◆ **Textauszug**:
******************************

Wenn sich Michael Schanze zum 40-jährigen Bestehen von "1, 2 oder 3" an die Anfänge des ZDF-Klassikers erinnert, wird deutlich, wie sehr sich Kindsein verändert hat - nicht nur im Fernsehen.

Von Hans Hoff

Die berühmten Locken sind weg, und die Resthaare sind deutlich kürzer als früher. Das ist nicht mehr der Michael Schanze von früher, der da über den Hof von Schloss Neersen am Niederrhein geschritten kommt. Er hat sichtlich an Umfang gewonnen und sich zu einer auf besondere Art imposanten Erscheinung gemausert. Er ist jetzt ein Mann von 70 Jahren, einer, der vor einiger Zeit schon eine neue Berufung als Bühnenschauspieler gefunden hat - oder eher: eine alte wiedergefunden hat, denn schon zu Beginn seiner Karriere spielte er in einigen Filmen mit. Bei den Neersener Schlossfestspielen gibt er den Dorfrichter Adam in Heinrich von Kleists Lustspiel-Klassiker " Der zerbrochne Krug". Am 29. Juli ist Premiere, weshalb nun beinahe täglich geprobt wird, weshalb Schanze auch nicht zum vorgezogenen Jubiläum einer Fernsehsendung reisen kann, die er einst nicht nur für Kleine ganz groß gemacht hat.

Am 10. Dezember 1977 war es, als er zum ersten Mal mit 1, 2 oder 3 auf dem Bildschirm erschien, viel sang und vor allem mit den Kindern im Studio einfühlsam umzugehen verstand. Kurz vor Weihnachten wird das 40 Jahre her sein, aber weil das ZDF gerade viele große Shows braucht, um das Sommerloch zu füllen, wird das Jubiläum kurzerhand auf den 22. Juli vorverlegt. Da schafft es die inzwischen von Elton moderierte Show sogar ins Abendprogramm. Dabei wird er - wie schon Horst Lichter bei den Bares für Rares-Specials - von Steven Gätjen unterstützt.

Heute moderiert Elton (hintere Reihe links) die Show. Das Kamerakind (ganz rechts) gibt es immer noch in jeder Sendung. (Foto: Ralf Wilschewski/ZDF)

Man kann anhand von "1, 2 oder 3"-Elementen prima feststellen, wie alt jemand ist

1, 2 oder 3 ist ein Klassiker der deutschen Fernsehgeschichte. Mehr als 1000 Ausgaben sind gelaufen, was nach ZDF-Rechnung über 27 600 Sendeminuten entspricht. Stets geht es um spielerische Wissensvermittlung in Quizform, müssen Kinder Fragen beantworten und können zwischen drei Antwortmöglichkeiten wählen. Das tun sie, indem sie wild herumhüpfen und sich dann für eins von drei Feldern entscheiden und sich genau dort aufstellen.

******************************

◆ **Einträge**:
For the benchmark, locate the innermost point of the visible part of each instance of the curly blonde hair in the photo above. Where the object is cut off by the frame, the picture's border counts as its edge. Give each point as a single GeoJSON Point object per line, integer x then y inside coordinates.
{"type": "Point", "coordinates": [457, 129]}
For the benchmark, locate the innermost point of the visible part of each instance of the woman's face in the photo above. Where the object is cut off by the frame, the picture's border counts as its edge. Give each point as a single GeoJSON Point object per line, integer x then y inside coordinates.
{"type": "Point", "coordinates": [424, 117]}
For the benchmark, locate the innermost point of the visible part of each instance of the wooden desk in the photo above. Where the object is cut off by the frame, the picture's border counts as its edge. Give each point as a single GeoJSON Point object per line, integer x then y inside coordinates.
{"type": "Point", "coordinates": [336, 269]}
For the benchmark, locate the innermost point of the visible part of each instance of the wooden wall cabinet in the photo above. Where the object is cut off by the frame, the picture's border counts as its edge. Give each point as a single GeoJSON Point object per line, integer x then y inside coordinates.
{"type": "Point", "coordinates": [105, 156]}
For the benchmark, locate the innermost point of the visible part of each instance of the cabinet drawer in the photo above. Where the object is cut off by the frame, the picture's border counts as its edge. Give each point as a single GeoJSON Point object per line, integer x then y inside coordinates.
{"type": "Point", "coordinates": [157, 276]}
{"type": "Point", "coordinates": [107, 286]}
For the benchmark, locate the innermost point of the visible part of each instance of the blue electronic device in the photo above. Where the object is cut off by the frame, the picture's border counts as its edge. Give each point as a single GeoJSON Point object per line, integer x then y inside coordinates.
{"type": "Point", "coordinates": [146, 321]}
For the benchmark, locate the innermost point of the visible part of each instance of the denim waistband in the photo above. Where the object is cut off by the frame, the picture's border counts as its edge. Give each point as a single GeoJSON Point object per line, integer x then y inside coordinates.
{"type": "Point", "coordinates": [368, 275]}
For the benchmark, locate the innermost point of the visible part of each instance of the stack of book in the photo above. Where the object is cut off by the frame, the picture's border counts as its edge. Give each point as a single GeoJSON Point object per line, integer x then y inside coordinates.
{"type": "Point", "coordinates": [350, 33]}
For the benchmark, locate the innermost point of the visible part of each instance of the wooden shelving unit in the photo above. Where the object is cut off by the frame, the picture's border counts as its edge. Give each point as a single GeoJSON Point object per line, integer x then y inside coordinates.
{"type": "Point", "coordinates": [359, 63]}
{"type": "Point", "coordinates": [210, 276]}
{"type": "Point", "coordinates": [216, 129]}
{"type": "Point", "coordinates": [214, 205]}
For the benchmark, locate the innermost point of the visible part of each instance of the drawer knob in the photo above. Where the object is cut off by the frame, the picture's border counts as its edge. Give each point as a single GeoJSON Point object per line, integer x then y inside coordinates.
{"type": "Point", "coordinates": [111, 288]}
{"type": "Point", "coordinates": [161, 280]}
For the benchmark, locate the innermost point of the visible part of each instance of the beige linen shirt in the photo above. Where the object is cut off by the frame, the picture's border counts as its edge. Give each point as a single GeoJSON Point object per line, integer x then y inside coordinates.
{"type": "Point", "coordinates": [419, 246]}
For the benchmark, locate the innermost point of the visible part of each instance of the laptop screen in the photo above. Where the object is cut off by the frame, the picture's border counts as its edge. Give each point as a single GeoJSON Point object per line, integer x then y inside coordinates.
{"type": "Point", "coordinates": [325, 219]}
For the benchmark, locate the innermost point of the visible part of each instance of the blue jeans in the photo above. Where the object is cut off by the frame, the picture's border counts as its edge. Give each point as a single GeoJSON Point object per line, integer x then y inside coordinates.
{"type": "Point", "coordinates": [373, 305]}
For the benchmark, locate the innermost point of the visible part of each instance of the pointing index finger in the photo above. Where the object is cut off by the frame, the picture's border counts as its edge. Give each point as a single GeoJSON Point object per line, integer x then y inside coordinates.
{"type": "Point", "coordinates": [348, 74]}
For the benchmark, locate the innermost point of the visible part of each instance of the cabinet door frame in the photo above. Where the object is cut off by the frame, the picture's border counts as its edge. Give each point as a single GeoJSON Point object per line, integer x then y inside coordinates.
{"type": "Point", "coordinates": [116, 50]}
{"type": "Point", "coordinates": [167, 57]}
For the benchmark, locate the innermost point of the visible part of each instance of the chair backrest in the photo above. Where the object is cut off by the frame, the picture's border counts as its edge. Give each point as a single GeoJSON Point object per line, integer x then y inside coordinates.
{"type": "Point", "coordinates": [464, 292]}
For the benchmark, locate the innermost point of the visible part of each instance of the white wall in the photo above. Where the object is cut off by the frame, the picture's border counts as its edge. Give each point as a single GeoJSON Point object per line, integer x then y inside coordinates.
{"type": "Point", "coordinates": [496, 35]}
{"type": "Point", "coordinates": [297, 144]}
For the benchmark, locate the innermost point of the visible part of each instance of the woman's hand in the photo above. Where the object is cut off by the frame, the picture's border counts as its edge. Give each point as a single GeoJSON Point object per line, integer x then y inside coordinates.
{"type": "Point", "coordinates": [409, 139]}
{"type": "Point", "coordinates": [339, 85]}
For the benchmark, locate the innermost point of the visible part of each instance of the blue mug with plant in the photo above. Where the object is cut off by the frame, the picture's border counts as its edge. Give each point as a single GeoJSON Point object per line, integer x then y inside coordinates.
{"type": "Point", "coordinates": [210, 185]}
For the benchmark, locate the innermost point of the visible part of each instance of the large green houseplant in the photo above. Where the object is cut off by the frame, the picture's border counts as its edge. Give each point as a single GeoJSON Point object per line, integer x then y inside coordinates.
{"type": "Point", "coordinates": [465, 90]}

******************************

◆ **Aufgaben**:
1. Welche Rolle spielt Michael Schanze laut dem Artikel über „1, 2 oder 3“ bei den Neersener Schlossfestspielen?
2. Schreib den Artikel über „1, 2 oder 3“ nach seinem letzten Satz weiter.
Die Zeilen haben mit dem Artikel über „1, 2 oder 3“ nichts zu tun.

◆ **Erwartete Antworten**:
1. Den Dorfrichter Adam in Heinrich von Kleists Lustspiel „Der zerbrochne Krug“.

2.
Man kann anhand von 1, 2 oder 3-Elementen prima feststellen, wie alt jemand ist. Fragt man nämlich nach dem Spruch, den der Moderator dabei sagt, gibt es zwei Alternativen. Sagt jemand "Ob ihr wirklich richtig steht, seht ihr, wenn das Licht angeht", dann hat er die Sendung ziemlich sicher nach 1985 kennengelernt, als die Moderatoren Biggi Lechtermann, Gregor Steinbrenner, Daniel Fischer oder eben Elton hießen. Lautet die Antwort indes "Ob ihr recht habt oder nicht, sagt euch gleich das Licht", dann war er ziemlich sicher schon Fernsehkunde, als Michael Schanze die Show in den späten Siebzigerjahren aus der Taufe hob.

Für Schanze ist die erste Sendung immer noch sehr präsent. Einen Norwegerpulli habe er getragen, erinnert er sich, und dann seien noch Weihnachtslieder gesungen worden, unter anderem "Lasst uns froh und munter sein". Das mit dem "froh und munter sein" war damals für Kinder beileibe keine Selbstverständlichkeit. Aus den muffigen Sechzigern schwappte noch sehr die Überzeugung herüber, dass sich Kinder gefälligst zu fügen und brav irgendwo zu hocken hatten, bis es den Erwachsenen gefiel, sich ihnen erzieherisch zu widmen.

Kinder, wie die Zeit vergeht: Der erste Moderator der Kult-Show war Michael Schanze. (Foto: imago/United Archives)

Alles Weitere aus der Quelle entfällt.